_What you have to do_: Write out the entries exactly, pictures excluded.

(Natural language region descriptions)

□ □ □ □ □

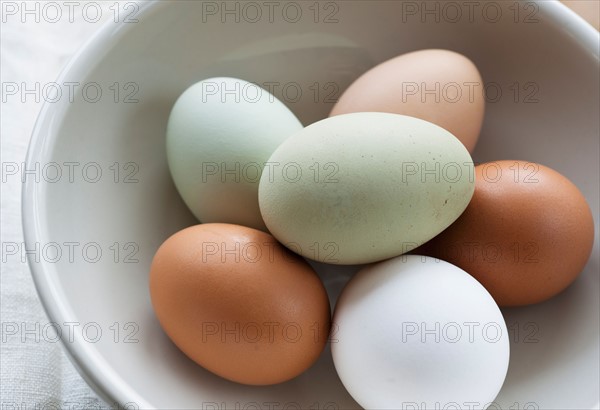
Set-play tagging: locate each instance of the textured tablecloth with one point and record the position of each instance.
(35, 372)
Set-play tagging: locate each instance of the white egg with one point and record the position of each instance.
(221, 132)
(415, 332)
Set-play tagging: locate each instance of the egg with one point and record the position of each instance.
(440, 86)
(418, 333)
(363, 187)
(526, 235)
(239, 304)
(219, 135)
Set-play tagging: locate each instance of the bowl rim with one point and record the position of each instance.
(94, 369)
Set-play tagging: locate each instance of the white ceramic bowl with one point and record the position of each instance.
(548, 51)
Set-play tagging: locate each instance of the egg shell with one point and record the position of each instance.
(417, 333)
(440, 86)
(219, 135)
(239, 304)
(364, 187)
(526, 235)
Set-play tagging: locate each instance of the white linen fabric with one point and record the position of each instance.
(35, 45)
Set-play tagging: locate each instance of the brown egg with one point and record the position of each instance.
(526, 235)
(439, 86)
(239, 304)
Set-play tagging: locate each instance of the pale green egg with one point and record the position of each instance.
(220, 133)
(363, 187)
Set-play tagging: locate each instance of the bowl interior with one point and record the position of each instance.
(542, 107)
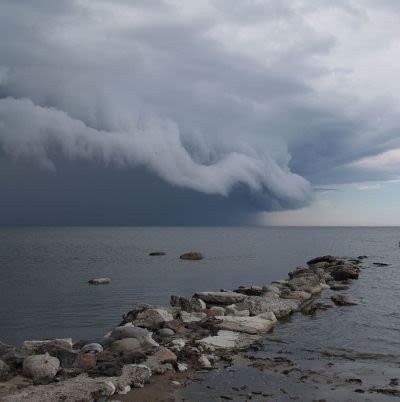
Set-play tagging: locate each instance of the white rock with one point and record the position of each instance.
(204, 362)
(220, 297)
(249, 325)
(192, 317)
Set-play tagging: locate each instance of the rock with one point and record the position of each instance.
(233, 310)
(4, 348)
(263, 304)
(343, 300)
(343, 272)
(268, 316)
(41, 367)
(204, 362)
(177, 344)
(99, 281)
(324, 258)
(176, 326)
(339, 286)
(192, 317)
(141, 334)
(162, 355)
(83, 388)
(227, 340)
(250, 290)
(85, 361)
(4, 371)
(312, 306)
(92, 347)
(41, 347)
(217, 310)
(248, 325)
(165, 332)
(306, 282)
(181, 302)
(181, 367)
(272, 289)
(197, 304)
(153, 318)
(220, 297)
(192, 255)
(299, 295)
(127, 345)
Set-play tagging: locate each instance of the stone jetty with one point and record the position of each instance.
(191, 333)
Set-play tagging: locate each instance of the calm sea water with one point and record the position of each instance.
(44, 272)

□ □ □ □ □

_Solution to the exercise_:
Set-play tagging: locate each instance of the textured tablecloth with one point and record the position of each instance.
(35, 372)
Set-play tagging: locate each instance of the white egg with one point and record the position of each instance.
(221, 132)
(415, 332)
Set-play tagging: locate each instance of the egg with one point and record the position of each instance.
(440, 86)
(418, 333)
(363, 187)
(526, 235)
(239, 304)
(219, 135)
Set-play tagging: locate each instance of the bowl rim with one point and record the position of each instance.
(94, 369)
Set-play tagging: locate each instance of the white ceramic bowl with one point and record the position of each instance.
(548, 51)
Set-play tagging: locate each instance of the egg shell with one point and record the position of each instance.
(417, 333)
(440, 86)
(219, 135)
(239, 304)
(364, 187)
(526, 235)
Set-play tagging: locate each instance of the white linen fabric with one point and record the position of each instance.
(35, 45)
Set-play tagging: locate each instance of the brown egg with one point and record the position of each instance.
(526, 235)
(439, 86)
(239, 304)
Set-play tagging: locate each instance of the pale green egg with one point and record the position of each instance.
(220, 133)
(363, 187)
Set-play tagging: locate each instance of the bowl interior with one point and record the position of each instance.
(542, 107)
Set-play tagging: locate each instance of the white rock with one point and record the position of each instance.
(204, 362)
(220, 297)
(249, 325)
(192, 317)
Set-play tagging: locate each instance of the rock with one point and record the position of each instance.
(233, 310)
(4, 348)
(263, 304)
(343, 300)
(343, 272)
(268, 316)
(41, 367)
(204, 362)
(177, 344)
(99, 281)
(324, 258)
(176, 326)
(339, 286)
(192, 317)
(141, 334)
(162, 355)
(83, 388)
(227, 340)
(250, 290)
(85, 361)
(4, 371)
(312, 306)
(92, 347)
(41, 347)
(217, 310)
(248, 325)
(165, 332)
(306, 282)
(181, 302)
(181, 367)
(272, 289)
(197, 304)
(153, 318)
(220, 297)
(192, 255)
(299, 295)
(127, 345)
Set-play tagging: locate each instance of the stone jetty with one point and record the position of each instance.
(191, 333)
Set-play tagging: locate each instance of the calm sea water with one point and record the position of each instance.
(44, 272)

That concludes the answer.